◆ Your objective ◆
Reproduce the listing below verbatim, keeping every line and its order unchanged.

◆ Extracted entries ◆

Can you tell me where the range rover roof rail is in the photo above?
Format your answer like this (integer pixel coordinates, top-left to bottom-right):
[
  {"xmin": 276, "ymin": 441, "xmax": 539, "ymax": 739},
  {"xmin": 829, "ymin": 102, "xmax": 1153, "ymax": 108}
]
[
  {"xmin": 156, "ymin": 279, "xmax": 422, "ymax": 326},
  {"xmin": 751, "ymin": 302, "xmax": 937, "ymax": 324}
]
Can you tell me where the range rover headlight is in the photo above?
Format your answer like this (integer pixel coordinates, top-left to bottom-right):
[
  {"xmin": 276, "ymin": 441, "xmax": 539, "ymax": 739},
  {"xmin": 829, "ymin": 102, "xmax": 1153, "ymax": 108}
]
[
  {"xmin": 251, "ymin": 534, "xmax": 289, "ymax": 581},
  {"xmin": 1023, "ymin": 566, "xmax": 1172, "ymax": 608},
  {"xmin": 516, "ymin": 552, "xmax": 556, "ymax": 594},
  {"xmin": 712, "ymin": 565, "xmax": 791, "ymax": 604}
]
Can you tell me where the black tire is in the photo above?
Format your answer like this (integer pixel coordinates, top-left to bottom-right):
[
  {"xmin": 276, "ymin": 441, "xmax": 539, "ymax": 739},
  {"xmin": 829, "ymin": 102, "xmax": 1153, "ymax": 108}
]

◆ Written solution ◆
Can you tell me where the range rover roof rail is in the photo above?
Format your answer like this (integer pixel coordinates, top-left to bottom-right):
[
  {"xmin": 276, "ymin": 441, "xmax": 539, "ymax": 739},
  {"xmin": 829, "ymin": 102, "xmax": 1153, "ymax": 108}
]
[
  {"xmin": 156, "ymin": 279, "xmax": 422, "ymax": 326},
  {"xmin": 751, "ymin": 302, "xmax": 937, "ymax": 324}
]
Can you tell me where the range rover headlight is in the photo above?
Format your answer like this (integer pixel coordinates, top-left to bottom-right):
[
  {"xmin": 276, "ymin": 441, "xmax": 539, "ymax": 739},
  {"xmin": 829, "ymin": 102, "xmax": 1153, "ymax": 108}
]
[
  {"xmin": 251, "ymin": 534, "xmax": 289, "ymax": 581},
  {"xmin": 1023, "ymin": 566, "xmax": 1172, "ymax": 608},
  {"xmin": 516, "ymin": 552, "xmax": 556, "ymax": 594},
  {"xmin": 712, "ymin": 565, "xmax": 791, "ymax": 604}
]
Can you tell me where the black tire is in the photo above?
Format your answer like this (integer pixel coordinates, top-left to bottom-right):
[
  {"xmin": 276, "ymin": 441, "xmax": 539, "ymax": 739},
  {"xmin": 829, "ymin": 102, "xmax": 1153, "ymax": 108}
]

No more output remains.